▶ [FRAGMENTO]
Venía de un muchacho de unos dieciséis años, cuya confirmación captó mi atención, a la vez que provocó un verdadero avispero en la multitud que esperaba, uno de los mediodías más oscuros del transporte en Holguín, en una parada de ómnibus. Breve silencio, arqueo de cejas, y aquella madre con un suspiro exagerado rebatió: “¡Solo si estuviese loca! Ingeniero o médico, pero maestro nunca”.
 
Maldito fugaz apoyo que brotó para hablar de salarios insuficientes, de calidad mermada en las formas de educación, de implementos restringidos y la obligación de un tiempo extra... Qué pena que fueran pocos, pero el joven también encontró solidarios, como para probarme que aún se defienden actitudes como la suya y que si en algún debate no existe la unanimidad es en aquel que apunta hacia decisiones vocacionales por el magisterio.
 
Yo, que por esos días me debatía si aceptar o no la propuesta de la Universidad para integrar el Contingente “Educando por amor”, confieso que dudé:
- ¿Maestro yo, que siempre he considerado grande esa palabra? Ni siquiera imagino a los muchachos diciéndome “profe”, ¿a mí, que apenas rebaso su edad? ¡Qué va! Maestros Raciel Alberteris o Petra Silva (con ellos, todos los que me han formado).
 
Más tarde, al confirmar mi participación, no creé una realidad distante de lo que me esperaba en las aulas. La remuneración por un mes de trabajo, poco o mucho, no sería lo más importante, aunque necesaria; el carente respeto a la figura del maestro y la deficiente educación familiar me inquietaban más, pues mi breve abstracción respecto a lo que vendría muy pronto no señalaba, ni remotamente, al escenario en el que mis abuelos hicieron toda su carrera profesional, quienes, por cierto, se jubilaron tiza y borrador en manos.
 
Llegó el día y desde la puerta divisaba un grupo de estudiantes de Secundaria Básica que la euforia única de su edad no permitía contabilizar. Todos hablaban a la vez. Volví a dudar, pero pasé y me presenté como su nuevo profesor de Español.

▶ [Datos de señalamiento de regiones]
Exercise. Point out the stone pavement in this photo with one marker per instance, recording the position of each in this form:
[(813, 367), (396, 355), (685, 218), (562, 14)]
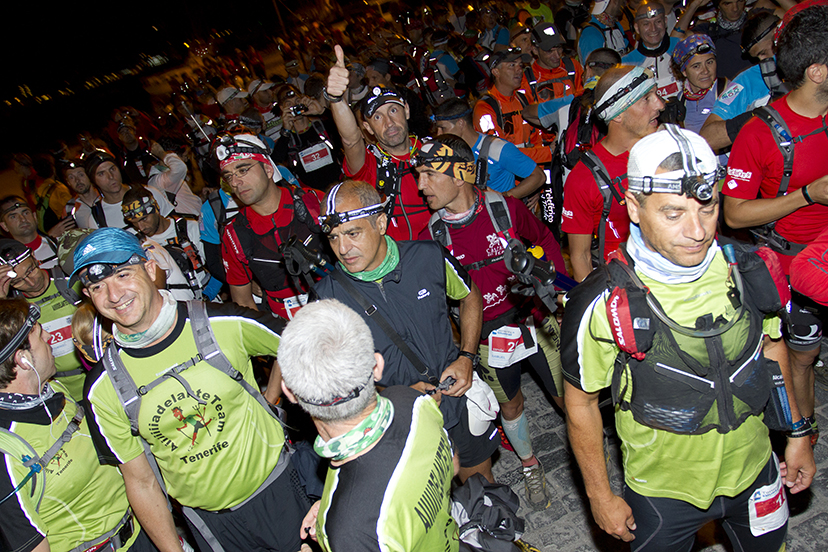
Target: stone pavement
[(567, 524)]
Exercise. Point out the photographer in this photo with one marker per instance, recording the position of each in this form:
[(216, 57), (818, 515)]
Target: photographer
[(309, 145)]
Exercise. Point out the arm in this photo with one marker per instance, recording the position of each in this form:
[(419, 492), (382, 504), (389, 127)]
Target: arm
[(471, 320), (352, 141), (528, 185), (585, 429), (580, 253), (799, 468), (149, 504)]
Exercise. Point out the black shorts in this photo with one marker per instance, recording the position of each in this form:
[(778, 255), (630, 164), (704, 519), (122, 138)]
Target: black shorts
[(270, 521), (804, 332), (473, 449)]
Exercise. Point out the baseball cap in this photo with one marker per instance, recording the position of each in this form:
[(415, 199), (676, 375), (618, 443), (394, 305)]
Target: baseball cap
[(696, 178), (507, 56), (258, 84), (379, 96), (227, 94), (546, 36), (600, 6), (106, 246), (66, 247)]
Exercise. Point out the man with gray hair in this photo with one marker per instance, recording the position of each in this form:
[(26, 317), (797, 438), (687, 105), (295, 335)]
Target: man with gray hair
[(627, 102), (329, 368), (685, 330)]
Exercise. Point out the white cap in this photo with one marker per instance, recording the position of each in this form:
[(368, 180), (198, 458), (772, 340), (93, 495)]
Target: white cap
[(227, 94)]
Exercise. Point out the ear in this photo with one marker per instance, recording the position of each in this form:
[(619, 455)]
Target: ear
[(367, 127), (378, 369), (288, 394), (633, 207)]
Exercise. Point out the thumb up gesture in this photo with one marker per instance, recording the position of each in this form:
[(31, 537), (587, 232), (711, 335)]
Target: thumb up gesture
[(338, 75)]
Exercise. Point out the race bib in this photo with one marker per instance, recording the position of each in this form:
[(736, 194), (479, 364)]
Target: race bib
[(506, 346), (768, 507), (61, 336), (315, 157), (293, 304)]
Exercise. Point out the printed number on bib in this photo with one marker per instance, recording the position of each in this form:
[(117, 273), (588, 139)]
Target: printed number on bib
[(315, 157), (506, 346)]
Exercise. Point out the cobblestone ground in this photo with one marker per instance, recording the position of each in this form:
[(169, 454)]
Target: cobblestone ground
[(567, 524)]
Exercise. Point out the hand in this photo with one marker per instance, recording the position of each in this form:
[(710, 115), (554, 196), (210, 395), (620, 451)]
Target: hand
[(65, 224), (314, 106), (308, 528), (423, 387), (461, 370), (158, 151), (338, 75), (614, 516), (799, 468)]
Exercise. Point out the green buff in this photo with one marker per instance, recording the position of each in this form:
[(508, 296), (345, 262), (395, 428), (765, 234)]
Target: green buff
[(361, 437), (389, 263)]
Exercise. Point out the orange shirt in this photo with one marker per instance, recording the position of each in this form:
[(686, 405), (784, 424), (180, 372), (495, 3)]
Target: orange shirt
[(514, 129)]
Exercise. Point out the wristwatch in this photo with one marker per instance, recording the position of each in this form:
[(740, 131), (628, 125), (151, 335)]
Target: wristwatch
[(471, 356), (332, 99)]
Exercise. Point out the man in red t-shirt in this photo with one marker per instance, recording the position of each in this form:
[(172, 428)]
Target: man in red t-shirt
[(506, 121), (462, 223), (271, 214), (628, 103), (386, 164), (755, 171)]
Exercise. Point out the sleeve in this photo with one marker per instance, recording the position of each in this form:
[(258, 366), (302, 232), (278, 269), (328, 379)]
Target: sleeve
[(809, 270), (590, 39), (235, 261), (515, 161), (22, 529), (747, 166), (531, 228), (588, 350), (582, 202), (458, 280)]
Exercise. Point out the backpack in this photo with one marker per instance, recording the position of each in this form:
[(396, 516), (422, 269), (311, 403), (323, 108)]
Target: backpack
[(610, 189)]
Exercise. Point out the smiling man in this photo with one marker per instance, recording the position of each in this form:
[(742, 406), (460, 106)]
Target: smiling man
[(594, 200), (687, 334), (401, 290), (193, 417)]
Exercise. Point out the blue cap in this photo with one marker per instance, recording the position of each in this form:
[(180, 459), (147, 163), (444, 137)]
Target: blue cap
[(105, 246)]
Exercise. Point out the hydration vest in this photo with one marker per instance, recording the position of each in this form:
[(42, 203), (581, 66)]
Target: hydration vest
[(682, 380)]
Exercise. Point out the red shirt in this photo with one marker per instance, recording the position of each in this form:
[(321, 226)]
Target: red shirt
[(409, 201), (479, 241), (755, 170), (583, 202), (514, 128)]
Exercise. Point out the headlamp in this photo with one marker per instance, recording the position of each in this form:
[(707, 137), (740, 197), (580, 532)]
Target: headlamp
[(96, 272)]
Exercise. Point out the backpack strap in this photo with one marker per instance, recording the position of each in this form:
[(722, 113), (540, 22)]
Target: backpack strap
[(609, 188)]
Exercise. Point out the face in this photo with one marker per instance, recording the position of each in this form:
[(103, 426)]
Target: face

▶ [TAREAS POR REALIZAR]
- A) Resume en dos oraciones el fragmento sobre la vocación de maestro.
- B) Prosigue el fragmento sobre la vocación de maestro desde su última oración.

▶ [RESULTADOS ESPERADOS]
- A) En una parada de ómnibus de Holguín, la inclinación de un muchacho de unos dieciséis años por el magisterio provocó un debate en el que una madre rechazó esa profesión y otros hablaron de salarios insuficientes, aunque el joven también encontró quienes lo apoyaran. Quien narra, que dudaba si integrar el Contingente “Educando por amor”, confirmó luego su participación, con más inquietud por la falta de respeto al maestro y la deficiente educación familiar que por el salario, y finalmente se presentó ante un grupo de Secundaria Básica como su nuevo profesor de Español.

- B)
 
Los primeros cuarenta y cinco minutos no alcanzaron para cumplir con todo lo planificado, a pesar de que fui muy serio y, “reglas del juego” aclaradas, les dejé hablar poco. Dicen que los siguientes turnos fueron más entretenidos, con diversión y evaluaciones, con crecimiento intelectual y humano.
 
Hace poco les agradecí por ser los únicos culpables de la huída de mis prejuicios. Han pasado tres meses y me convenzo cada vez más de que ser su profe me gusta, a pesar de las contingencias que implica catalizar (treinta y ocho)2 caracteres diferentes. Ya nada es mejor que escuchar en la calle o en la guagua un “¡Profe, siéntese aquí!”, “Profe, ¿cómo está?”.
 
Pobres aquellos que no experimentan, fuera de la escuela, la sensación de un perenne bullicio en los oídos, ni el olor a tiza, ni la alergia incesante. Pobres quienes pierden la oportunidad de llegar temprano al aula, porque te corresponde predicar con el ejemplo. Pobres los que no pueden sentir que ser maestro es lo más cercano a forjar la vida, o lo mismo. Pobre muchacho de la parada.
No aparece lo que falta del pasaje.